▸ Material provided:
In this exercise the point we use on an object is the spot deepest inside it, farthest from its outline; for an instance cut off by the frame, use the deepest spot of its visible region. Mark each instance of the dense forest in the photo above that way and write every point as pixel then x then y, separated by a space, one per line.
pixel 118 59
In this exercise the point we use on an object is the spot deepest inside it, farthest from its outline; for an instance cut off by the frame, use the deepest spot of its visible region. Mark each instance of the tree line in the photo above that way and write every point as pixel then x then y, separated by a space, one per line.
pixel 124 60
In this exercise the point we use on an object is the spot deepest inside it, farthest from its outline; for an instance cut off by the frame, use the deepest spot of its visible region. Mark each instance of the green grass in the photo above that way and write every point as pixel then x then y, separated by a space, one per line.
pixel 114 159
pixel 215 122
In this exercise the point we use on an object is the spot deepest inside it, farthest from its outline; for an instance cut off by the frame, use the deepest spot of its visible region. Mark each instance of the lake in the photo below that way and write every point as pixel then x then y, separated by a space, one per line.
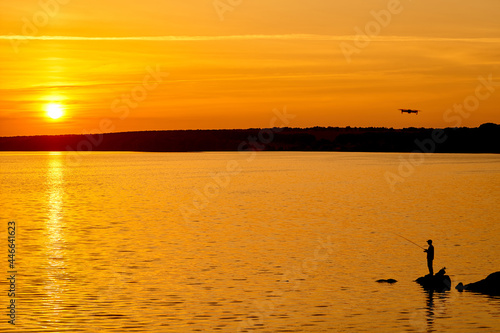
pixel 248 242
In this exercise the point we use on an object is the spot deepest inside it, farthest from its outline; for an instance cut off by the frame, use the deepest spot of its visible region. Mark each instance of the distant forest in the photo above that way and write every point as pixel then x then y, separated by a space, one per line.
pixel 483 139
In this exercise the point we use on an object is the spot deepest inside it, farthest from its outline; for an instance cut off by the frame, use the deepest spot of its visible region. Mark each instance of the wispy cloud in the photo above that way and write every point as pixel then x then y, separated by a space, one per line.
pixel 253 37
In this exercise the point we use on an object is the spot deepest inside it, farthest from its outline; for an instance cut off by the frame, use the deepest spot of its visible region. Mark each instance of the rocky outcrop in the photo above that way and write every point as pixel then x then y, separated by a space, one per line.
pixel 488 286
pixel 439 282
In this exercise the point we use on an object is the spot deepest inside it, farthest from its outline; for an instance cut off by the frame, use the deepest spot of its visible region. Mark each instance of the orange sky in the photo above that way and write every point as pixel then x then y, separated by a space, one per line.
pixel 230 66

▸ The problem:
Only the lines from the one containing "of the orange" through the end of the entries above belong in the answer; repeat them exactly.

▸ Written response:
In this exercise the point we use on an object is the spot deepest inside it, farthest from its outline; for an instance cut off by the frame, use the deepest spot of its visible region. Mark each instance of the orange sky in the photo above that way and write every point as pixel then x then y, separated by a space, one per line.
pixel 230 66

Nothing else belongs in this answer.